## [BRIEF]
Return the lines of the material below verbatim, from the line containing "Reviewer note: every instance of the metal railing" through the end of the material, both ends included.

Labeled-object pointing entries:
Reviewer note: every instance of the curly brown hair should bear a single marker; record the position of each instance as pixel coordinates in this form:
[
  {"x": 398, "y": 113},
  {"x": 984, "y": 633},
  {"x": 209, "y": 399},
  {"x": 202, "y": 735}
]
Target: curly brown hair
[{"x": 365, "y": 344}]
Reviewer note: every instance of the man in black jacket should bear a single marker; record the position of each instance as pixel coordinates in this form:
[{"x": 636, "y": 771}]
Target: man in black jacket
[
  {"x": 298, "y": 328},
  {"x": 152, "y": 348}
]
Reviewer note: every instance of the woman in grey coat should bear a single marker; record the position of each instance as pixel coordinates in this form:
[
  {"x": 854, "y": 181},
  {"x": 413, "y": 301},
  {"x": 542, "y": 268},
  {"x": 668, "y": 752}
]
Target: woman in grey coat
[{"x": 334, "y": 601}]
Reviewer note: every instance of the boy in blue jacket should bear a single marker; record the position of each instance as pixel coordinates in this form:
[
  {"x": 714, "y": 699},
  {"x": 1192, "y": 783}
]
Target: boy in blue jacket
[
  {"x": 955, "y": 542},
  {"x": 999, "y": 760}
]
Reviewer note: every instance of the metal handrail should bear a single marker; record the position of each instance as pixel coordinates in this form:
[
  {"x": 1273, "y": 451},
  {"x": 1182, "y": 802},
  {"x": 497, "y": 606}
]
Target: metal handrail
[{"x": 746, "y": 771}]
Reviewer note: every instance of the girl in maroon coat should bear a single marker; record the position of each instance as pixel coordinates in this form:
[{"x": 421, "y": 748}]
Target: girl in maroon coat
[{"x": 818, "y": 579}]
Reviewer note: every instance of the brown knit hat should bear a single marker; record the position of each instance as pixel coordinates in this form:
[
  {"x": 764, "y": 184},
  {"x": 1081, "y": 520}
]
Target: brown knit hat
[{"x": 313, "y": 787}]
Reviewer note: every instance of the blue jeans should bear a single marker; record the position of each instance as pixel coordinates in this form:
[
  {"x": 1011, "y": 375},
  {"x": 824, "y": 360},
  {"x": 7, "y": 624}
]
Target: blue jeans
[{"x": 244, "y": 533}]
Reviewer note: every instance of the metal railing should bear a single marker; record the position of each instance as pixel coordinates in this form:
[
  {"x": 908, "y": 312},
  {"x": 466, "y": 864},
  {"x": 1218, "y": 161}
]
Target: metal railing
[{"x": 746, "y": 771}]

## [ANSWER IN FULL]
Reviewer note: every instance of the metal railing should bear a single marker; record the position of each instance as pixel coordinates in this form:
[
  {"x": 908, "y": 312},
  {"x": 466, "y": 864},
  {"x": 1218, "y": 161}
]
Target: metal railing
[{"x": 746, "y": 771}]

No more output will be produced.